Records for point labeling

◇ ◇ ◇ ◇ ◇

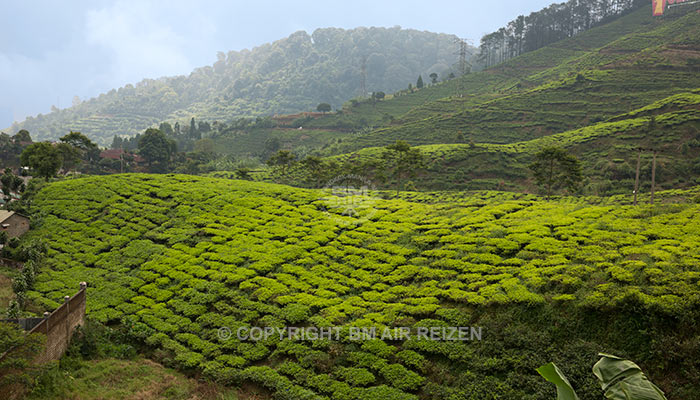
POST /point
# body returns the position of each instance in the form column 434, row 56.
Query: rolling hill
column 290, row 75
column 172, row 260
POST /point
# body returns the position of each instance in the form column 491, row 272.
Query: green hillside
column 596, row 75
column 176, row 258
column 602, row 73
column 290, row 75
column 608, row 151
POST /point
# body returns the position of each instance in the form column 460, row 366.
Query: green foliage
column 174, row 265
column 624, row 380
column 270, row 79
column 155, row 147
column 552, row 374
column 554, row 168
column 43, row 158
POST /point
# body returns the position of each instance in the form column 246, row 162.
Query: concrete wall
column 19, row 225
column 59, row 326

◇ ◇ ◇ ◇ ◇

- _EXERCISE DETAILS_
Please pull every line of the records above into your answer, copied word for word and in their original order, leaving out the pictures.

- _THE RESPONSE_
POST /point
# body returns the position of each instance in the form column 434, row 56.
Query: rolling hill
column 290, row 75
column 172, row 260
POST /point
# body returns the position of each instance in the form column 491, row 272.
Query: green hillside
column 596, row 75
column 176, row 258
column 602, row 73
column 290, row 75
column 608, row 151
POST /point
# body returns the position of each instance in the form column 460, row 366.
Query: green foliage
column 174, row 265
column 624, row 380
column 270, row 79
column 155, row 147
column 552, row 374
column 554, row 168
column 43, row 158
POST /point
# body returns the position of each instance in the form column 246, row 162.
Query: concrete wall
column 19, row 225
column 59, row 326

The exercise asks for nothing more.